### Work item A
Transcribe the ACL anatomy excerpt from "The tibial ACL midsubstance" up to and including "for double bundle.".
### Work item B
Answer these questions from the ACL anatomy excerpt:
(i) How many cadaveric knees were dissected?
(ii) What was the mean cross-sectional area of the ACL midsubstance?
(iii) What lies at the centre of the "C"-shaped tibial insertion?
### Work item C
In one to three sentences, explain why the ACL anatomy excerpt says anatomical ACL reconstruction may require a flat graft and a "C"-shaped tibial footprint reconstruction.

### Excerpt
The ACL midsubstance and the tibial ACL insertion were dissected in 20 cadaveric knees (n = 6 fresh frozen and n = 14 paraffined). Magnifying spectacles were used for all dissections. Morphometric measurements were performed using callipers and on digital photographs.

Results

In all specimens, the midsubstance of the ACL was flat with a mean width of 9.9 mm, thickness of 3.9 mm and cross-sectional area of 38.7 mm2. The “direct” “C”-shaped tibial insertion runs from along the medial tibial spine to the anterior aspect of the lateral meniscus. The mean width (length) of the “C” was 12.6 mm, its thickness 3.3 mm and area 31.4 mm2. The centre of the “C” was the bony insertion of the anterior root of the lateral meniscus overlayed by fat and crossed by the ACL. No posterolateral (PL) inserting ACL fibres were found. Together with the larger “indirect” part (area 79.6 mm2), the “direct” one formed a “duck-foot”-shaped footprint.

Conclusion

The tibial ACL midsubstance and tibial “C”-shaped insertion are flat and are resembling a “ribbon”. The centre of the “C” is the bony insertion of the anterior root of the lateral meniscus. There are no central or PL inserting ACL fibres. Anatomical ACL reconstruction may therefore require a flat graft and a “C”-shaped tibial footprint reconstruction with an anteromedial bone tunnel for single bundle and an additional posteromedial bone tunnel for double bundle.

### Dataset
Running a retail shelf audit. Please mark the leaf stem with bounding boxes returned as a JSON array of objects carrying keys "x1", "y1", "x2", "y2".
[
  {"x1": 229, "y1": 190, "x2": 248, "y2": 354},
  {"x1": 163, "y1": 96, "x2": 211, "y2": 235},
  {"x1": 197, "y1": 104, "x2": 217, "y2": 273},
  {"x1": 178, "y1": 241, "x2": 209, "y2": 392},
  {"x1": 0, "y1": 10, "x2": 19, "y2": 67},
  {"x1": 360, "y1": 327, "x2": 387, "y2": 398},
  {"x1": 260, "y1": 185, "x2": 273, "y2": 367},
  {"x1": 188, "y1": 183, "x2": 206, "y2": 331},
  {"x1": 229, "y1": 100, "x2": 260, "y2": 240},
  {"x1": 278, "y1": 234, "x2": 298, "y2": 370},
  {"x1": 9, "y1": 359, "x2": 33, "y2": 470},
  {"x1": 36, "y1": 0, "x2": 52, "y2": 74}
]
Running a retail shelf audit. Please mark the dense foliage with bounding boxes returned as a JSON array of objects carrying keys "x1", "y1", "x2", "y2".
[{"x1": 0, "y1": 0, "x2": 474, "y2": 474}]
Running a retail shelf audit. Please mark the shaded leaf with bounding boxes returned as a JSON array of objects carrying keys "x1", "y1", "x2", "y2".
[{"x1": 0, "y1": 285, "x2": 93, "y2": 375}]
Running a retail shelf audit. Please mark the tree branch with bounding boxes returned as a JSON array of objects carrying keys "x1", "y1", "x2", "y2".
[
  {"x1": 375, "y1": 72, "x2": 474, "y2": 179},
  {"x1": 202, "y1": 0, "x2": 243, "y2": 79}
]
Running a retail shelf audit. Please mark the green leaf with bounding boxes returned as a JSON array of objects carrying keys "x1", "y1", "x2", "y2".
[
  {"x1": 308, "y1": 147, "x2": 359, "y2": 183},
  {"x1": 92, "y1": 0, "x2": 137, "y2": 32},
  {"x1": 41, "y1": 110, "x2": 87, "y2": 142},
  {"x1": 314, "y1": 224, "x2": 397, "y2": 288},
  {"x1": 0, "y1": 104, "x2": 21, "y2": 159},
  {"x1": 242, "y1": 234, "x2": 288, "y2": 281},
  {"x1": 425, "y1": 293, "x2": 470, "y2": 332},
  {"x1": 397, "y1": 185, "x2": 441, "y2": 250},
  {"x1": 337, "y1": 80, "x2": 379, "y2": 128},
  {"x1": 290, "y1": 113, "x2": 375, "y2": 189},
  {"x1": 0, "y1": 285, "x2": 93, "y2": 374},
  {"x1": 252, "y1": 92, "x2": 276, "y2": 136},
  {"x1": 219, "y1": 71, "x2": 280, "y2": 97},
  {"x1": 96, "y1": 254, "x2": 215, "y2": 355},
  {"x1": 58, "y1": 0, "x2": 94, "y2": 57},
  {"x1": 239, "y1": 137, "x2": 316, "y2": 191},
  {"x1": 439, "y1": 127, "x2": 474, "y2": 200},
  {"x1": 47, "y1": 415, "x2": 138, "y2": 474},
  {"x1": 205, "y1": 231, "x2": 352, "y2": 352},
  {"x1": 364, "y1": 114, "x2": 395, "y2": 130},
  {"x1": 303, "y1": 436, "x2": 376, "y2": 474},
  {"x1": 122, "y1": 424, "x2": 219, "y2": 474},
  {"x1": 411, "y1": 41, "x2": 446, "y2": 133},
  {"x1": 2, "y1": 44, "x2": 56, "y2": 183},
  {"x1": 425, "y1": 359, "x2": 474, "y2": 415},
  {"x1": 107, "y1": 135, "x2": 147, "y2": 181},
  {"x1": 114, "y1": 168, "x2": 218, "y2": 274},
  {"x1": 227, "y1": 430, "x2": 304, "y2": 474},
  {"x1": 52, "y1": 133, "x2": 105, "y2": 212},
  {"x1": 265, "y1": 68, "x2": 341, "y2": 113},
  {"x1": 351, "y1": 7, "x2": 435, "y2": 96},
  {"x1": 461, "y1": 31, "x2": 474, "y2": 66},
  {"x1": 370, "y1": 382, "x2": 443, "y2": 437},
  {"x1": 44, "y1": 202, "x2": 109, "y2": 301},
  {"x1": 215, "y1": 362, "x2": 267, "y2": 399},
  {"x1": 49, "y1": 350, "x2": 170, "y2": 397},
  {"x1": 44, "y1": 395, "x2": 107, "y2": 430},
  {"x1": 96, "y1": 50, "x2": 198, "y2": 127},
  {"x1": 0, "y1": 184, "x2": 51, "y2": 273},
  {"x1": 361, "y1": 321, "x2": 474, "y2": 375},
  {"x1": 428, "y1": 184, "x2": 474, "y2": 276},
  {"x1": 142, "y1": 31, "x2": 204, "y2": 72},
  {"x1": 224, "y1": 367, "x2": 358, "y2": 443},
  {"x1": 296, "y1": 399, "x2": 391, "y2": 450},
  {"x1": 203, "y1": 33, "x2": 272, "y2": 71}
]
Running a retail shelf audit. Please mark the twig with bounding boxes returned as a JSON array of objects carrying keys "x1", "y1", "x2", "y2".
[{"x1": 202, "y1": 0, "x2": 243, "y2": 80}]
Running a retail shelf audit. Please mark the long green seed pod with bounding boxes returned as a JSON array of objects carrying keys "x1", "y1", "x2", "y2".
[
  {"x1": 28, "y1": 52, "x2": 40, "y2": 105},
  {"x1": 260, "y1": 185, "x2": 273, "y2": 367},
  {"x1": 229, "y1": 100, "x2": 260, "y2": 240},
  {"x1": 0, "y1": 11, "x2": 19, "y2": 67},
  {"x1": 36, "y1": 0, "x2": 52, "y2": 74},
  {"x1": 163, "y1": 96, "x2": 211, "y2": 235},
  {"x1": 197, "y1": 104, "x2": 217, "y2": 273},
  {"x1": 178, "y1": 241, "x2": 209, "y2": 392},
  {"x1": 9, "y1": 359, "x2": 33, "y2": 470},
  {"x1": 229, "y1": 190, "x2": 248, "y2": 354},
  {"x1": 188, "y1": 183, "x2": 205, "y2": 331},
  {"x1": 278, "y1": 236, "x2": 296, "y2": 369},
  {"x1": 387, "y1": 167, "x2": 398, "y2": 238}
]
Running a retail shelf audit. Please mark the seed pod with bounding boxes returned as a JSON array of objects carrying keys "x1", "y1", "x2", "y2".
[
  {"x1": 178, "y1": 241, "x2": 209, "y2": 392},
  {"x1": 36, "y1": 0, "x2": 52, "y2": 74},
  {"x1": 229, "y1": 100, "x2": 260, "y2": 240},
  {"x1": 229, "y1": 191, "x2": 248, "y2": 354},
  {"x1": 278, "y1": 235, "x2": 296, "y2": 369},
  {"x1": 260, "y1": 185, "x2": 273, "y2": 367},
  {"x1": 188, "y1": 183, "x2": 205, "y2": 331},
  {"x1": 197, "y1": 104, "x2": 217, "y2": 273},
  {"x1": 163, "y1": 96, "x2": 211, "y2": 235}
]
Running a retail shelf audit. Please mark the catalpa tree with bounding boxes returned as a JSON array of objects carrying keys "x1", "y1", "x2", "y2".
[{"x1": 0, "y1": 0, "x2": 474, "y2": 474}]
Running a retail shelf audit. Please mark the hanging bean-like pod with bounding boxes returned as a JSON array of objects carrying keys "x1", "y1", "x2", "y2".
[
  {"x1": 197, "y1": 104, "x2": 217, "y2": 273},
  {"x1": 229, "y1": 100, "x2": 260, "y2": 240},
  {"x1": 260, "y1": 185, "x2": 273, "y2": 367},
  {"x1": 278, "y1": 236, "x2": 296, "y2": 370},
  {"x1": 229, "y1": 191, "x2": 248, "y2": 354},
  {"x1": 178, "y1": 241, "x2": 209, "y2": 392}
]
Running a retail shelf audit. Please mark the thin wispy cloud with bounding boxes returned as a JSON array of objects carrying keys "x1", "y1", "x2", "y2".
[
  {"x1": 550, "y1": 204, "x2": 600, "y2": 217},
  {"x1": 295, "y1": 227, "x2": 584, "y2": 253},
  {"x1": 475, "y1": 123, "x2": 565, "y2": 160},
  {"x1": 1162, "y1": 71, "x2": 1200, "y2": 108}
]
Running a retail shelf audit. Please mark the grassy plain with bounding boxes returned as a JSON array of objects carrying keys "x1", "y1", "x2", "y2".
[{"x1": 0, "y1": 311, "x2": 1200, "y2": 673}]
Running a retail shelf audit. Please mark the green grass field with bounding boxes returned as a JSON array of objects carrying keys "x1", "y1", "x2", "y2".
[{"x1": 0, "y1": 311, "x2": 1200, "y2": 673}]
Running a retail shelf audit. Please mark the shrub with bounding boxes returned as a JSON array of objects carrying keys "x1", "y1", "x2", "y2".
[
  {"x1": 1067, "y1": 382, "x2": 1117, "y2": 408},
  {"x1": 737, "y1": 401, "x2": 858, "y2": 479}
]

### Task answer A
The tibial ACL midsubstance and tibial “C”-shaped insertion are flat and are resembling a “ribbon”. The centre of the “C” is the bony insertion of the anterior root of the lateral meniscus. There are no central or PL inserting ACL fibres. Anatomical ACL reconstruction may therefore require a flat graft and a “C”-shaped tibial footprint reconstruction with an anteromedial bone tunnel for single bundle and an additional posteromedial bone tunnel for double bundle.

### Task answer B
(i) 20 (6 fresh frozen and 14 paraffined)
(ii) 38.7 mm2
(iii) The bony insertion of the anterior root of the lateral meniscus

### Task answer C
The dissections showed that the tibial ACL midsubstance and its "C"-shaped tibial insertion are flat, resembling a "ribbon." No central or posterolateral inserting ACL fibres were found.